■ **Brief**: Transcribe every line of the material below word for word, in its original order.
++++++++
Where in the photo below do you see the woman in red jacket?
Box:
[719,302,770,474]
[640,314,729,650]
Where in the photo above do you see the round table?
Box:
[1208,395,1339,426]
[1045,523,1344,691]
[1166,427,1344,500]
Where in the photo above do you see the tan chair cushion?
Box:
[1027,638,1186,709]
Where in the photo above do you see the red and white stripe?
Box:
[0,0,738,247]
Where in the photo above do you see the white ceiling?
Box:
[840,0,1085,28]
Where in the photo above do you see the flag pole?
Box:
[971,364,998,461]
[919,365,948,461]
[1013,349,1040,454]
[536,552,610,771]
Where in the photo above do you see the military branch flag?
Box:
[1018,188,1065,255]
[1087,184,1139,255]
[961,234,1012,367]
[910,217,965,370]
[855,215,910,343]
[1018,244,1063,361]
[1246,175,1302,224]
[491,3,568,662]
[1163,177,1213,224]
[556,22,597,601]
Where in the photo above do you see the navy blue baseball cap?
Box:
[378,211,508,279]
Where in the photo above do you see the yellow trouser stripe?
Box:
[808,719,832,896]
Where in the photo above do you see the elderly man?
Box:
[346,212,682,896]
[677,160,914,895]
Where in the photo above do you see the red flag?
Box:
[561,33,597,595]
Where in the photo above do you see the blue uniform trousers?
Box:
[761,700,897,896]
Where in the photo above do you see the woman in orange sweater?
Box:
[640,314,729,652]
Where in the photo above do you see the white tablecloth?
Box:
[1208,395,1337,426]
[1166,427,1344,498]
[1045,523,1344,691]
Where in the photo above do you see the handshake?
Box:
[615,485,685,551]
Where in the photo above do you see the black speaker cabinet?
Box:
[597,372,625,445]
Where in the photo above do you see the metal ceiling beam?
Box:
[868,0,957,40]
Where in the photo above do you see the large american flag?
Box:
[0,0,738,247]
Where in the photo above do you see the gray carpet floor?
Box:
++++++++
■ **Finished task**:
Where in the photo below do you see the woman in red jacket?
Box:
[719,302,770,474]
[640,314,729,650]
Where in the photo above do you see the round table?
Box:
[1208,395,1339,426]
[1045,523,1344,691]
[1166,427,1344,500]
Where in the photo above do you see the tan chair cushion?
Box:
[1027,638,1186,709]
Where in the photo above do you see the red and white stripe?
Box:
[0,0,738,247]
Where in the photo above do you see the white ceiling?
Box:
[840,0,1085,28]
Where in the photo above do you see the flag pole?
Box:
[971,364,998,461]
[919,365,948,461]
[1013,349,1040,454]
[536,552,610,771]
Where in the photo above do you see the military branch flag?
Box:
[1018,188,1065,255]
[1087,184,1139,255]
[961,234,1012,367]
[910,217,965,370]
[855,215,910,343]
[1018,244,1063,361]
[1246,175,1302,224]
[491,3,568,662]
[1163,177,1213,224]
[556,22,597,601]
Where in the photo above do you see the navy blue baseball cap?
Box:
[378,211,508,279]
Where in the photo above do you see the yellow trouser stripe?
Box:
[808,719,832,896]
Where in the photo above do you see the elderly man?
Box:
[346,212,682,896]
[677,160,914,895]
Where in the photo above do you see the red flag?
Box:
[561,33,597,595]
Where in the photo above do you see the blue uniform trousers?
Box:
[761,700,897,896]
Where in the photo above do you see the woman in orange sweater?
Box:
[640,314,729,652]
Where in the photo above do you see the white tablecloth?
Box:
[1208,395,1337,426]
[1166,427,1344,498]
[1045,523,1344,691]
Where in the photo above do you see the handshake?
Box:
[615,485,685,551]
Where in the photo above do you see the black speaker cabinet?
Box:
[597,372,625,445]
Where in the photo above do you see the metal ceiling beam?
Box:
[868,0,957,40]
Where in the photo above do you see the large american flag?
Box:
[0,0,738,247]
Where in the photo above do you see the gray carpet floor?
Box:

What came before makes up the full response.